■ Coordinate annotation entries
———

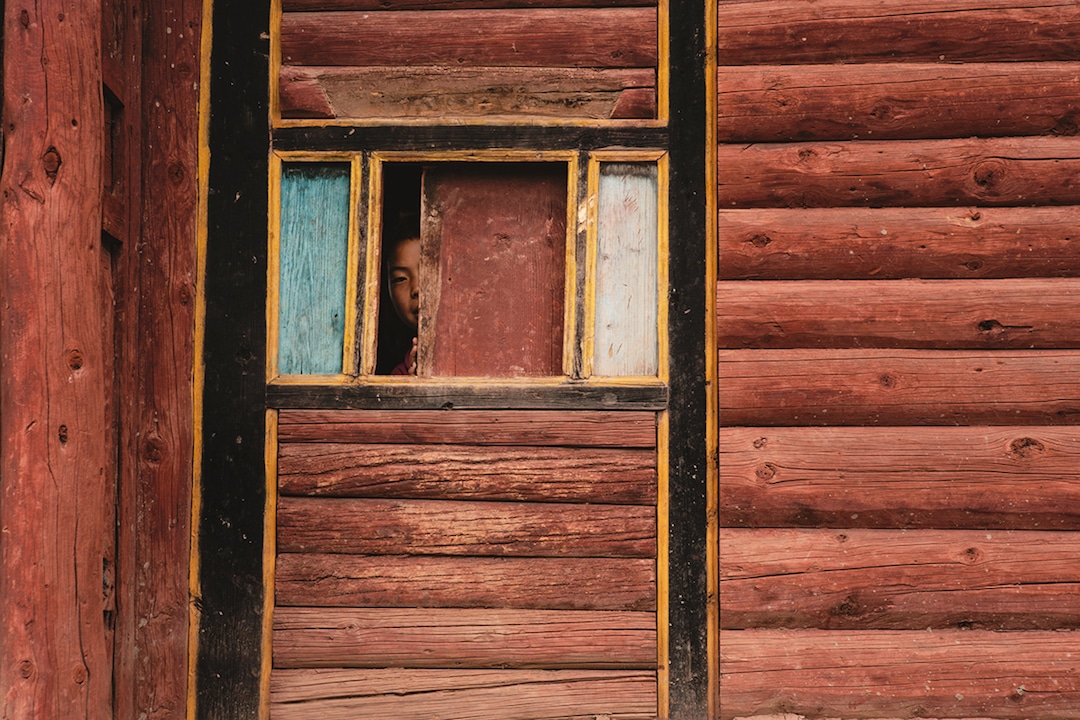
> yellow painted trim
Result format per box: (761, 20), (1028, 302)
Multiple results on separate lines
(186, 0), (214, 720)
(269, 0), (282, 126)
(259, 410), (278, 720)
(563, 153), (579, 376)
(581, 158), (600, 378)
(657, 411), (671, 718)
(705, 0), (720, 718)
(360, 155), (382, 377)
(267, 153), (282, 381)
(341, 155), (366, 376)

———

■ Task requirements
Rewrite all of the material above, leaving out the pictures, with "painted trim" changed to "painted molding" and every other line unchanged.

■ Task answer
> yellow painted molding
Result format per box: (761, 20), (1028, 302)
Multiple results on separate lines
(186, 0), (214, 720)
(269, 0), (282, 126)
(259, 410), (278, 720)
(563, 153), (579, 376)
(581, 158), (600, 378)
(657, 411), (671, 718)
(705, 0), (720, 718)
(360, 155), (382, 377)
(267, 153), (282, 381)
(341, 155), (366, 376)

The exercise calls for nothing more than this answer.